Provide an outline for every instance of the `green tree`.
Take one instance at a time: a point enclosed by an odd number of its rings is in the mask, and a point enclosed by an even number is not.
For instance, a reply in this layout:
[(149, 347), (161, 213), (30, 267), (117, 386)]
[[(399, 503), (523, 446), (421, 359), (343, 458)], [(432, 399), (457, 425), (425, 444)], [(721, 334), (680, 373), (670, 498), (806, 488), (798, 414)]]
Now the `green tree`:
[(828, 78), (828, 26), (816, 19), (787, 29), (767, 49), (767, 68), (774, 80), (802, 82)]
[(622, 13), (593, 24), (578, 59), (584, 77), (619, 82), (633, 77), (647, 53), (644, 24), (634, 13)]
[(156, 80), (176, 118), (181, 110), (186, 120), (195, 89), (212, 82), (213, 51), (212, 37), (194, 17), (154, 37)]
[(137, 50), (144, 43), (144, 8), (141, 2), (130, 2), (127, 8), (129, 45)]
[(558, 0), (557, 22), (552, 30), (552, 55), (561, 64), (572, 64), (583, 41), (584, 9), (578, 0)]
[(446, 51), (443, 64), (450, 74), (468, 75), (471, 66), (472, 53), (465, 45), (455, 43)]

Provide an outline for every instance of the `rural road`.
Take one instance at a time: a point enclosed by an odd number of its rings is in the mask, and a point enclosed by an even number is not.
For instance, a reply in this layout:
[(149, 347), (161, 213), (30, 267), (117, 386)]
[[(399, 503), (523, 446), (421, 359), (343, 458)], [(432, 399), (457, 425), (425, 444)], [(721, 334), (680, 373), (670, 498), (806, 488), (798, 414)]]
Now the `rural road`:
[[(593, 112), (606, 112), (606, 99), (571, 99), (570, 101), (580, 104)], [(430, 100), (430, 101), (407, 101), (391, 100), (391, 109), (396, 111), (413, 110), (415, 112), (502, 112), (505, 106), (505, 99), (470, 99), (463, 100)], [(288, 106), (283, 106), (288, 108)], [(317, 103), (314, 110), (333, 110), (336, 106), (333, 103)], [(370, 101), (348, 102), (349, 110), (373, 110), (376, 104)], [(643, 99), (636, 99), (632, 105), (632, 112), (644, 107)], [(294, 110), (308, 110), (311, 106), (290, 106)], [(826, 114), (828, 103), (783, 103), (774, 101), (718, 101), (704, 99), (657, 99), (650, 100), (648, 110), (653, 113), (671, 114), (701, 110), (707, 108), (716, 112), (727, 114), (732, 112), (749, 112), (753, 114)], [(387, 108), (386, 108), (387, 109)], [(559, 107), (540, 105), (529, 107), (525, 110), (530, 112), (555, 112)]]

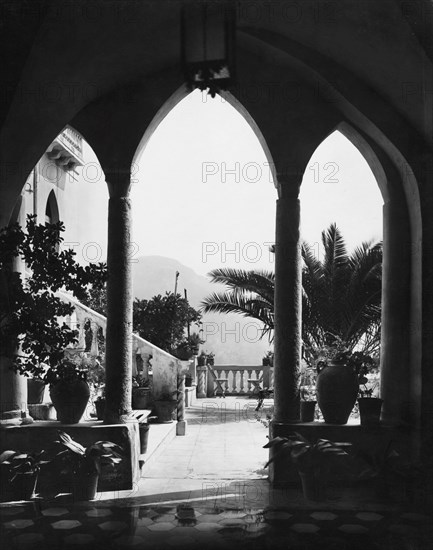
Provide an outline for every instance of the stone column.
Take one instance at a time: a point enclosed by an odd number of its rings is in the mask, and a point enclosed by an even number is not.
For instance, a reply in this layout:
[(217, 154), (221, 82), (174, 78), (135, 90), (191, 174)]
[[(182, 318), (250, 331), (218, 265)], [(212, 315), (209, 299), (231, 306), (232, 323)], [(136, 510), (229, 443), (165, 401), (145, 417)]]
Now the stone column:
[(302, 263), (298, 176), (279, 178), (275, 234), (274, 421), (299, 421)]
[(129, 420), (132, 384), (132, 279), (129, 260), (131, 203), (129, 172), (106, 174), (108, 203), (106, 424)]
[[(16, 221), (25, 228), (26, 213), (23, 198), (20, 196), (20, 208)], [(17, 206), (18, 208), (18, 206)], [(12, 220), (14, 222), (15, 220)], [(25, 263), (20, 257), (15, 258), (13, 271), (25, 277)], [(6, 293), (6, 283), (0, 281), (0, 292)], [(2, 300), (3, 302), (3, 300)], [(27, 411), (27, 378), (16, 374), (11, 369), (11, 357), (0, 356), (0, 424), (21, 424), (21, 412)]]
[(380, 376), (382, 422), (411, 422), (410, 229), (403, 200), (383, 206), (382, 332)]

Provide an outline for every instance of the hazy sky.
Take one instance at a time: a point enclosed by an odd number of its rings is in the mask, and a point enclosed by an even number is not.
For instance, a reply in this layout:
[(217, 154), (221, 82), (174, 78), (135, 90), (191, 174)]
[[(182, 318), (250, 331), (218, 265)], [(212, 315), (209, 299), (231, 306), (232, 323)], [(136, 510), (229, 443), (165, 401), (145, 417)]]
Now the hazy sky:
[[(293, 128), (296, 132), (296, 128)], [(159, 125), (132, 189), (138, 255), (175, 258), (201, 274), (273, 268), (276, 190), (243, 117), (194, 92)], [(367, 163), (335, 133), (312, 156), (301, 187), (302, 235), (319, 242), (337, 222), (349, 245), (382, 235), (382, 199)]]
[[(99, 204), (106, 212), (107, 187), (87, 149), (87, 164), (74, 187), (80, 194), (85, 186), (89, 200), (77, 205), (82, 211)], [(134, 258), (167, 256), (203, 275), (221, 266), (273, 269), (269, 245), (274, 242), (276, 189), (256, 136), (222, 98), (196, 91), (179, 103), (149, 140), (136, 177), (131, 191)], [(339, 133), (323, 142), (308, 163), (301, 216), (302, 236), (311, 244), (319, 243), (321, 231), (334, 221), (349, 248), (382, 238), (379, 188), (362, 155)], [(99, 216), (87, 220), (83, 242), (92, 226), (92, 240), (105, 256), (106, 224)]]

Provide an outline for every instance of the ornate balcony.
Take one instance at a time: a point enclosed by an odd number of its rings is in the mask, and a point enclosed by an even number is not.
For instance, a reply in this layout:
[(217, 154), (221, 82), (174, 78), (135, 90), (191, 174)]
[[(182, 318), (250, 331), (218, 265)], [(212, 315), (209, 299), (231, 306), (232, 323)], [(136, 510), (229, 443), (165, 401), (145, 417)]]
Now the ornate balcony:
[(83, 165), (83, 139), (73, 128), (66, 128), (47, 150), (47, 156), (65, 171)]

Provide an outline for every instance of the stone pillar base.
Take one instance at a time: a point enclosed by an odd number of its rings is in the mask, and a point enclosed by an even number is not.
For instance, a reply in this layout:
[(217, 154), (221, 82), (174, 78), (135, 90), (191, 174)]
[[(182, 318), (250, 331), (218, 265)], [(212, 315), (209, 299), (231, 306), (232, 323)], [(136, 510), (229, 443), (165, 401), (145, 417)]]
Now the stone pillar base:
[(186, 420), (179, 420), (176, 424), (176, 435), (186, 435)]

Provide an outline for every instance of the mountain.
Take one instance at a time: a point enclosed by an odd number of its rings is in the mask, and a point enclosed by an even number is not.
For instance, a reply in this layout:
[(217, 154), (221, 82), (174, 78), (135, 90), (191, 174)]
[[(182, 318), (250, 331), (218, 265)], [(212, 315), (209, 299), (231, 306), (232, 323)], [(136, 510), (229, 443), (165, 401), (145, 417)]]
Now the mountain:
[[(134, 296), (142, 300), (174, 292), (176, 271), (177, 292), (183, 296), (186, 289), (188, 301), (196, 309), (205, 296), (224, 289), (173, 258), (141, 256), (132, 264)], [(202, 329), (205, 340), (202, 349), (215, 353), (216, 365), (260, 365), (270, 349), (266, 337), (259, 339), (261, 324), (254, 319), (235, 314), (206, 314)]]

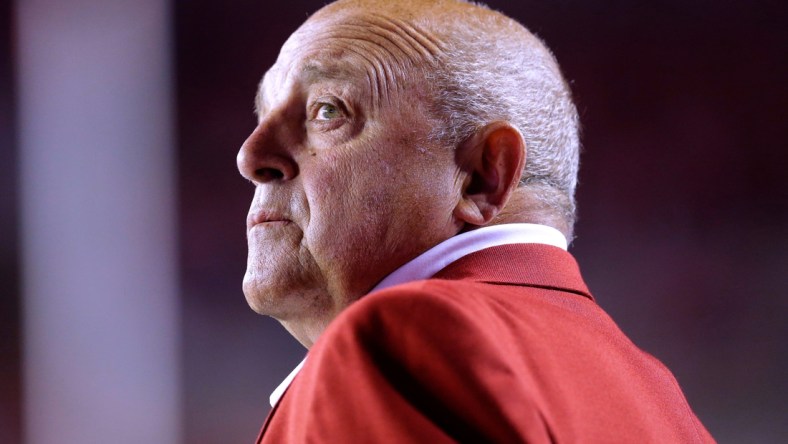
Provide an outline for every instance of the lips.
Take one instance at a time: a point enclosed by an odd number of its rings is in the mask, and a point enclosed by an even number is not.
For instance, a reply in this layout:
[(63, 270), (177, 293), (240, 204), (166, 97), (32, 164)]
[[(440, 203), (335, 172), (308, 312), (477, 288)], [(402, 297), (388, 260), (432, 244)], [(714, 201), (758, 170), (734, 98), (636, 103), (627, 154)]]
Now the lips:
[(275, 211), (256, 211), (250, 212), (246, 218), (248, 229), (260, 224), (282, 224), (291, 222), (286, 216)]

• • • • • • •

> [Work to complete]: Filter the material above down to the lines that hold the word "Provide".

> [Output below]:
Provide an outline for every instance of the `green tree`.
Provide an outline for every instance of the `rural road`.
Provide an outline for every instance of the stone column.
Provide an outline for every instance of the hazy sky.
Provide an outline for every instance of the ornate balcony.
Provide an outline for every instance of the stone pillar base.
Provide an outline for every instance of the mountain.
Provide an outline for every instance of the lips.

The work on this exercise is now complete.